▶ DOCUMENT TEXT:
++++

I can’t stop trembling, I can’t control the tears, but they are all about joy, unspeakable joy. He is faithful in his promises. He told me to be patient and wait. God knows I grew weary, and while waiting sometimes grew angry with Him. It seems as if everyone around me had met the one – their Boaz.  I questioned Him, I got angry with Him , but I never turned my back even though I was tempted – or maybe it was just my anger and heartache – my flesh. God knows I made so many bad choices and that I didn’t think I was worthy of being loved. And in the midst of throwing in the towel, you came. And with you, there came a peace I had never known – a joy beyond words. My knees are shaking  because even though I know I am worthy, I feel as if I am not.

++++

▶ RECORD EXCERPTS:

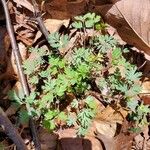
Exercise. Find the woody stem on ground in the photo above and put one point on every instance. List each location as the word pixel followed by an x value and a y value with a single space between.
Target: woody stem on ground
pixel 21 75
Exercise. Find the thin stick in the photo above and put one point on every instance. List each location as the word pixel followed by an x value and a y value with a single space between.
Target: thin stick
pixel 22 78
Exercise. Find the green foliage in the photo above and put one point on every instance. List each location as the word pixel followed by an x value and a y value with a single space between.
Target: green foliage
pixel 89 20
pixel 94 61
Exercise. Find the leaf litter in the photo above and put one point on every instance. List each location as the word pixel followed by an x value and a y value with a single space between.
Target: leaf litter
pixel 106 120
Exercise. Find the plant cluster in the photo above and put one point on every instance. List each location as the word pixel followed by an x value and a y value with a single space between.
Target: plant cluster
pixel 60 85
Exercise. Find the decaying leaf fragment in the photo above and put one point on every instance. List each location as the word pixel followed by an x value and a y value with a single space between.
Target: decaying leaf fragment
pixel 131 19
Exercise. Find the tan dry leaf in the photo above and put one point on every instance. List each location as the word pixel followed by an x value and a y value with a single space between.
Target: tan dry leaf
pixel 24 3
pixel 111 115
pixel 131 19
pixel 103 127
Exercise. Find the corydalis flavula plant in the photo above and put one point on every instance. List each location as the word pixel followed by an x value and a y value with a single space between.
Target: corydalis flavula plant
pixel 60 84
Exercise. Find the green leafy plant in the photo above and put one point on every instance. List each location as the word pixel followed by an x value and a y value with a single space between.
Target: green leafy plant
pixel 94 60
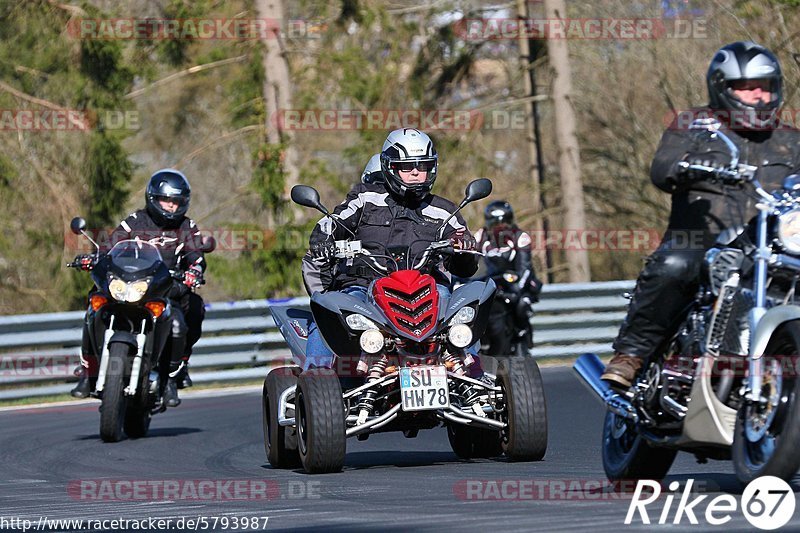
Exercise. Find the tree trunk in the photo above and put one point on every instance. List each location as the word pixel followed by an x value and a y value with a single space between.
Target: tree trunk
pixel 535 166
pixel 277 90
pixel 567 141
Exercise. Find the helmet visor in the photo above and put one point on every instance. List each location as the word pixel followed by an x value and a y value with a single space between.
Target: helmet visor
pixel 179 200
pixel 423 165
pixel 753 92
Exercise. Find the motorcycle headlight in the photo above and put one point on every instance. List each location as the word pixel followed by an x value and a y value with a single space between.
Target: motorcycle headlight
pixel 128 292
pixel 463 316
pixel 359 322
pixel 371 341
pixel 460 335
pixel 118 289
pixel 789 231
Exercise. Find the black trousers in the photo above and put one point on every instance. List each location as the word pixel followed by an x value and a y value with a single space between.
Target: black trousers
pixel 666 286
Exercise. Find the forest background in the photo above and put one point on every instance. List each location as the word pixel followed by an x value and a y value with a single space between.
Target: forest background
pixel 245 117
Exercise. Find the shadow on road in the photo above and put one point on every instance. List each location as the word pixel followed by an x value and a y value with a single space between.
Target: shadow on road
pixel 153 433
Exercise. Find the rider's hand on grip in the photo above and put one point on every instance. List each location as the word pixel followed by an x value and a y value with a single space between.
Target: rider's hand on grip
pixel 85 261
pixel 463 241
pixel 711 161
pixel 323 251
pixel 193 277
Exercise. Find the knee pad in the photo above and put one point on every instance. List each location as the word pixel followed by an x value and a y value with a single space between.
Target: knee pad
pixel 179 328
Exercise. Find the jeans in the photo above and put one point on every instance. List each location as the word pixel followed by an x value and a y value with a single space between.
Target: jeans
pixel 318 354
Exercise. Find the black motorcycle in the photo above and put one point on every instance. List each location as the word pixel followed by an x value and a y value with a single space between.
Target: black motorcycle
pixel 724 385
pixel 510 331
pixel 128 320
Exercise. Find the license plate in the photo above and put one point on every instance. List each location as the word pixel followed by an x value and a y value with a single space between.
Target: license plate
pixel 424 387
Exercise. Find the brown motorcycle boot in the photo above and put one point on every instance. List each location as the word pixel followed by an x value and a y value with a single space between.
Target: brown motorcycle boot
pixel 622 370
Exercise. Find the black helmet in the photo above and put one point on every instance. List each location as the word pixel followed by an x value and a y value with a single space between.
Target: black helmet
pixel 745 60
pixel 408 147
pixel 172 184
pixel 498 212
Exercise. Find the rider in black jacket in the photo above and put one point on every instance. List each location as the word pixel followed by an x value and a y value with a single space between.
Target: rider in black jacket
pixel 164 223
pixel 745 91
pixel 389 217
pixel 507 248
pixel 397 213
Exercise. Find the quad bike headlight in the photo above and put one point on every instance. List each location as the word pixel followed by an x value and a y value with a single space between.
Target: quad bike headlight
pixel 371 341
pixel 463 316
pixel 128 292
pixel 460 335
pixel 359 322
pixel 789 231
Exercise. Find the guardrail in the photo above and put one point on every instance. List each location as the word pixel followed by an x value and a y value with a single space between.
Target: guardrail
pixel 39 351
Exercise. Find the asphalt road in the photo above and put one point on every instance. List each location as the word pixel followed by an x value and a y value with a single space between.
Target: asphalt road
pixel 53 466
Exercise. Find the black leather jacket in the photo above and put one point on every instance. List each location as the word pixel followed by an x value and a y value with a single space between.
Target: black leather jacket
pixel 509 250
pixel 380 221
pixel 706 208
pixel 179 245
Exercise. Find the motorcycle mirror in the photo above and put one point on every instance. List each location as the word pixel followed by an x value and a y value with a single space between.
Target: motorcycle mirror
pixel 77 225
pixel 307 197
pixel 477 190
pixel 792 182
pixel 209 244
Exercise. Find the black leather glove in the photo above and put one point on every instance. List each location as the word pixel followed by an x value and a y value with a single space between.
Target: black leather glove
pixel 463 241
pixel 707 159
pixel 85 261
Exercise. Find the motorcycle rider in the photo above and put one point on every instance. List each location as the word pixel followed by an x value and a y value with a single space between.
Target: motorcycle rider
pixel 163 223
pixel 507 248
pixel 398 212
pixel 745 88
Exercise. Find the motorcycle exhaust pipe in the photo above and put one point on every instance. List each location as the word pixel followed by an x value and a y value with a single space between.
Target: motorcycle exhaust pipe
pixel 589 367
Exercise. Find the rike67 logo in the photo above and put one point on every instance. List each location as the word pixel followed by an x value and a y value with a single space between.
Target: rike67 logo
pixel 767 503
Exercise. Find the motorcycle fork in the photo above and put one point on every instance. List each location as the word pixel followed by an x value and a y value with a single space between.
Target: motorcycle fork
pixel 137 361
pixel 101 376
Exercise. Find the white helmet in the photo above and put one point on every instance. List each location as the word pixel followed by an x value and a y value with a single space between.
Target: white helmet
pixel 408 147
pixel 372 172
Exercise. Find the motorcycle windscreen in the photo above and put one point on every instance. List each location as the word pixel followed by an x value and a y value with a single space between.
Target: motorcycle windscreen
pixel 329 311
pixel 479 294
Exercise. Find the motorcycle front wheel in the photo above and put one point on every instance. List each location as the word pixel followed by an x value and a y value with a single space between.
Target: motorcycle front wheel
pixel 627 455
pixel 766 435
pixel 112 408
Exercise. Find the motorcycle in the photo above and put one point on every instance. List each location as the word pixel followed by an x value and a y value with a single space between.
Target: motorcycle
pixel 515 312
pixel 128 320
pixel 724 385
pixel 410 340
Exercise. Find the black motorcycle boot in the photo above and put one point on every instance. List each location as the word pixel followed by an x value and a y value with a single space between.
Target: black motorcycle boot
pixel 87 373
pixel 171 390
pixel 171 393
pixel 622 370
pixel 183 379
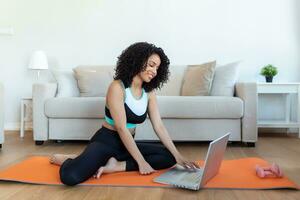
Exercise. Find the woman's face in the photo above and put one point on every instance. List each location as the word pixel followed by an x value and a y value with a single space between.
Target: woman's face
pixel 152 66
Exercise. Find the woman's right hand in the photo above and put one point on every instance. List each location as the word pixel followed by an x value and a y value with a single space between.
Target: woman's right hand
pixel 145 168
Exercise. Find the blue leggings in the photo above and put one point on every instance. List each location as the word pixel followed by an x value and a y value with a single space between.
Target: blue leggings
pixel 105 144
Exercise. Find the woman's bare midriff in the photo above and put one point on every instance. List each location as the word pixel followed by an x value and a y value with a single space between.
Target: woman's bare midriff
pixel 106 125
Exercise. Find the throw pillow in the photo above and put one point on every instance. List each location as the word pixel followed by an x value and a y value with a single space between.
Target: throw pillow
pixel 225 79
pixel 66 83
pixel 92 81
pixel 197 79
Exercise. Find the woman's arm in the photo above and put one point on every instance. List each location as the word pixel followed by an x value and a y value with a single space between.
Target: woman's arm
pixel 162 132
pixel 115 101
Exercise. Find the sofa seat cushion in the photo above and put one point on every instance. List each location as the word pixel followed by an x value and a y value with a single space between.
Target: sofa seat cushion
pixel 207 107
pixel 202 107
pixel 75 107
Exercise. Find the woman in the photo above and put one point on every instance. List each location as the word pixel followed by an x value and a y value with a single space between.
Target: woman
pixel 141 68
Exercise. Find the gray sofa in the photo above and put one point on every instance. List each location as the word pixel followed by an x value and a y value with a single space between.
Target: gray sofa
pixel 187 118
pixel 1 114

++++

▶ WORK INSTRUCTIONS:
• a. In the passage about waiting on God for love, what is the answer to each question?
(i) What did He tell the writer to do?
(ii) What name does the passage give to "the one" that everyone around the writer seemed to have met?
(iii) What came along with "you"?
• b. Go on with the passage about waiting on God for love, picking up after its final sentence.

▶ TASK RESPONSES:
• a.
(i) To be patient and wait.
(ii) Boaz.
(iii) A peace the writer had never known and a joy beyond words.

• b.
Here we are two people, once broken but now whole because of His love for us and our love for one another. I like this view from the door, I like watching you wait for me as I have waited for you in my heart. I have waited to become one with you for what seems like and eternity. I heard many vows throughout my life and I’ve listened to them all. But the question remains, “How does one know, I mean truly know?”. It’s in your vows, it’s the words you speak. Not words of others, the one’s that are written in your heart, God’s Words – the only one’s that don’t return void. Each word spoken has a deep meaning and will impact our lives forever. I know without a shadow of a doubt that I want to be with you. Until death do us part, and all the times in between – I want to be there.

There is only you , the candles light the path too you, His presence surrounds us, His glory is upon us. I feel the presence of His love in the atmosphere. Here we are, you and I.  I am through running.. In my mind, I remember what this covenant and these vows mean – we are together forever, for a lifetime.  God, I am scared, but I can’t run, I won’t run. It’s been you its, always been you. Throughout time it’s been you who I’ve waited for, who I’ve seen in my dreams. It’s been you, no one else.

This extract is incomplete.